**TASK INSTRUCTIONS**
Return each line of the items below that contains the word "white".

----------------------------------------

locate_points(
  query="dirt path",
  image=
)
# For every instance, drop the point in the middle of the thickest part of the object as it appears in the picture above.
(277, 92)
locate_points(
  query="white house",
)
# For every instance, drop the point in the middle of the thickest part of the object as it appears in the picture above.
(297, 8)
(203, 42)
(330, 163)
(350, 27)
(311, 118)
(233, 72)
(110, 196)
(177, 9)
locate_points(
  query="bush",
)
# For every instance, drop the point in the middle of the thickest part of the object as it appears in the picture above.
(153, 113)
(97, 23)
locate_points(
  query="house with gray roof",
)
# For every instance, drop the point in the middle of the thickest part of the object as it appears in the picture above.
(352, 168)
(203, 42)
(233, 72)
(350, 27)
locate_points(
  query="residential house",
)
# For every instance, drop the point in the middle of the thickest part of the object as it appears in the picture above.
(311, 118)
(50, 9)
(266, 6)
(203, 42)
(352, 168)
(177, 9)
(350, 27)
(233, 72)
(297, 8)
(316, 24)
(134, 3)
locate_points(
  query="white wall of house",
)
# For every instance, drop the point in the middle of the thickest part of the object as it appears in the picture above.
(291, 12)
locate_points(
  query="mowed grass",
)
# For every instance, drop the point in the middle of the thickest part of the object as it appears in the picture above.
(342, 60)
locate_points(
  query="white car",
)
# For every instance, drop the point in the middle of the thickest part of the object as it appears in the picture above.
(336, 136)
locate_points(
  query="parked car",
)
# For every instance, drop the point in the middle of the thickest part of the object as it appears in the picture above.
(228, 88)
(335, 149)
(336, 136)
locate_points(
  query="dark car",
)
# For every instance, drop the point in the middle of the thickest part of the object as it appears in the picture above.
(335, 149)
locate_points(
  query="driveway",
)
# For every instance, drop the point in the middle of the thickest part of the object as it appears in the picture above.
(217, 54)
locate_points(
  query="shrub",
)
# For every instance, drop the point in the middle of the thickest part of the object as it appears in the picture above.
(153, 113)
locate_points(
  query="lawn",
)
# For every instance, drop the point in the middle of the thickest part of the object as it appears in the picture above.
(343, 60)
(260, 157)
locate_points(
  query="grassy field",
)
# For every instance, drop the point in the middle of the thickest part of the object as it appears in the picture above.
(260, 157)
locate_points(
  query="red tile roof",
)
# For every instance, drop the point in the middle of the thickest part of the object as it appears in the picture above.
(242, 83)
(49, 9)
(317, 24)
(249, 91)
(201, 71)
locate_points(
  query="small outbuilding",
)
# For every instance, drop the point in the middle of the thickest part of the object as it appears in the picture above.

----------------------------------------

**TASK RESULT**
  query="white house",
  query="white wall of house",
  query="white car",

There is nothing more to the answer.